GIVEN TEXT
How Graza Olive Oil Became So Popular
When any brand shows up out of nowhere and suddenly starts dominating grocery store shelves, it's natural to wonder where it came from, and the most prominent recent example of that is Graza olive oil. Six years ago, Graza didn't exist. Today, it's one of America's top olive oils, available almost anywhere you buy groceries, and a social media fixture. You might credit that to canny marketing, and that's certainly part of the success equation for Graza, but it also helps that the brand recognized a growing market for mid-range olive oil in the United States that was high quality, but not too expensive.
It helps that Graza just started with a genuine love of good olive oil. Founder Andrew Benin, who started out working for other trendy social-media-based companies like Casper mattresses, was interested in starting a food brand after a childhood spent struggling to eat healthy. He quit his job to work as a cook in restaurants, including the Michelin-starred restaurant Gramercy Tavern in New York. It was during a trip to Spain, where Benin's wife's family is from, that Graza first took shape. There, he saw how integral olive oil was to her family's life, and he also happened to taste the best olive oil he'd ever had.
This was the basis of what Graza would become. It is a single-origin Spanish olive oil, compared to many popular brands that use blends from different countries. In order to break into a market that is highly competitive with tons of big brands already, Graza needed to stand out from a quality standpoint. But it also needed to be accessible to people to grow.
Graza made quality olive oil fun and accessible at a reasonable price
When Benin returned from a trip tasting olive oils in Spain, he got some advice from the executive chef of Gramercy Tavern, who told him that while the oil was good, the world didn't need another expensive luxury olive oil brand on shelves that was only targeted at premium customers. That led to two of Graza's biggest moves that helped launch it to overnight success: the price and the bottles.
For years, supermarket olive oils in the U.S. have been divided into bottom-shelf brands priced in the low teens or single digits, which are often mediocre at best, and higher quality brands that taste good but can run $30 or more for a standard bottle. Graza hit that middle point, starting its pricing at $20 for its finishing olive oil in the "Drizzle" bottle, and $15 for "Sizzle." For a tasty single-origin olive oil, it's far more affordable than normal, even if it's more pricey than budget brands. Part of this affordability came from the choice of Spanish Picual olives. They were not well known or widely sought after for American olive oil, and they were more widely available to buy in bulk with a long shelf life.

SUPPLIED MATERIAL
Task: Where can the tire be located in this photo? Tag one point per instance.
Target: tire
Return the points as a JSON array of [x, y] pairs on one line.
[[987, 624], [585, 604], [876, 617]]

TASK BRIEF
Extend the Graza olive oil article past its final paragraph. The material above comes from a different source than the Graza olive oil article.

ANSWER FOR THIS EXERCISE
The squeeze bottle was also a key innovation. While professional chefs have long kept cooking oils in squeeze bottles, quality olive oil was always supposed to come in glass. With a plastic squeeze bottle, Graza encouraged an image that its olive oil was meant to be used, and used liberally, not sit as an expensive luxury in your pantry. It was easy to use, fun, and accessible for normal people.
Strategic social media marketing helped Graza quickly reach customers without spending much money
Having a quality olive oil only made marketing easier when Graza first launched in 2022. With no budget for a standard marketing campaign, Graza simply mailed bottles of its olive oil to influencers. The brand didn't pay for anything, and asked for nothing in return, not even a promise of coverage. The founders simply trusted that cooks and social media personalities would like the olive oil and recommend it on merit, and they did — publications like Bon Appétit gave it glowing reviews, which clearly worked in Graza's favor. The marketing campaign happened before the oil was even available for sale, and once launched, it sold out its entire inventory in a day.
Still, Graza could have flamed out if most people couldn't buy some of its olive oil to try themselves. To be a more accessible brand, it was built from day one to be ready to scale up to retail stores. It started off with a partnership with Foxtrot Markets, a small retailer, to help build its retail supply business. So when Whole Foods came calling not long after Graza went viral, it was already prepared to get its olive oil onto more shelves.
A fun social media presence also played a role through an engaging blog and a brand voice, which adds to its accessible image, but it never would have happened without good olive oil to back it up. Like many business success stories, Graza identified a hole in a big market that more complacent legacy brands had ignored: great extra-virgin olive oil that doesn't break the bank. And, using some classic business savvy, it filled it.